● EXCERPTED PASSAGE:
One day before the next hearing on May 29, the matter was reassigned to a new bench of the High Court comprising then Chief Justice Vikram Nath and Justice Pardiwala.
Justice Pardiwala was leading the previous bench as the senior judge, but was the junior judge on the new bench. Since the senior judge on a two-judge bench has a greater influence on the decisions given by the bench, this reassignment was seen as an attempt to dilute the seriousness of the previous bench.
Chief justices’ unfettered power over bench assignment
Assigning a case to a particular bench of the court, or the reassignment from one bench to another, is done by the chief justice of that court, in their capacity as administrator of the court’s judges’ roster.
The chief justice’s discretion in such matters is absolute. They do not have to reveal the reasons for such assignments and reassignments.
In fact, bench re-assignments and roster shake-ups are routinely done periodically in most high courts and the Supreme Court, or when a new chief justice takes over.

● INFORMATION GIVEN:

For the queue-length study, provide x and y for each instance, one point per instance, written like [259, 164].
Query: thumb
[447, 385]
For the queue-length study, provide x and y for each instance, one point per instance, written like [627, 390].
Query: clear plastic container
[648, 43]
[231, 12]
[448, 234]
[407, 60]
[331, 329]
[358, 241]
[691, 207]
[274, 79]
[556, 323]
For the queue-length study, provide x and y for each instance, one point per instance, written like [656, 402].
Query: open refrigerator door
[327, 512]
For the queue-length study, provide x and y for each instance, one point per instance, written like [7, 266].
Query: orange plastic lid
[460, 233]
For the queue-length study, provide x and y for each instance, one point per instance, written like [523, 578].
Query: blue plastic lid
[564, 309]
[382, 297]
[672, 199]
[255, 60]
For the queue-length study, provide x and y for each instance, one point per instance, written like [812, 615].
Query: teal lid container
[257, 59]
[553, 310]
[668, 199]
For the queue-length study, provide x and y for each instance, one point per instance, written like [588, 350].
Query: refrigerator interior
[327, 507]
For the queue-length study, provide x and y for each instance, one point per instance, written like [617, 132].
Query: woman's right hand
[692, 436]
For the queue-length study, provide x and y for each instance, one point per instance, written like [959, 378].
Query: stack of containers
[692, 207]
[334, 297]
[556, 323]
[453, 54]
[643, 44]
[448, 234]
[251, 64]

● DIRECTIONS:
• a. From the passage on bench reassignment, copy out the words exactly, starting at "The chief justice’s" and ending at "justice takes over.".
• b. Using the passage on bench reassignment, decide whether each statement agrees with it, and back each yes or no with the exact words that settle it: (i) Justice Pardiwala was the senior judge on the new bench. (ii) A chief justice must give reasons when moving a case to another bench. (iii) The matter was moved to a new bench one day before the May 29 hearing.

● RESULTS:
• a.
The chief justice’s discretion in such matters is absolute. They do not have to reveal the reasons for such assignments and reassignments.
In fact, bench re-assignments and roster shake-ups are routinely done periodically in most high courts and the Supreme Court, or when a new chief justice takes over.

• b.
(i) No. "Justice Pardiwala was leading the previous bench as the senior judge, but was the junior judge on the new bench."
(ii) No. "They do not have to reveal the reasons for such assignments and reassignments."
(iii) Yes. "One day before the next hearing on May 29, the matter was reassigned to a new bench of the High Court"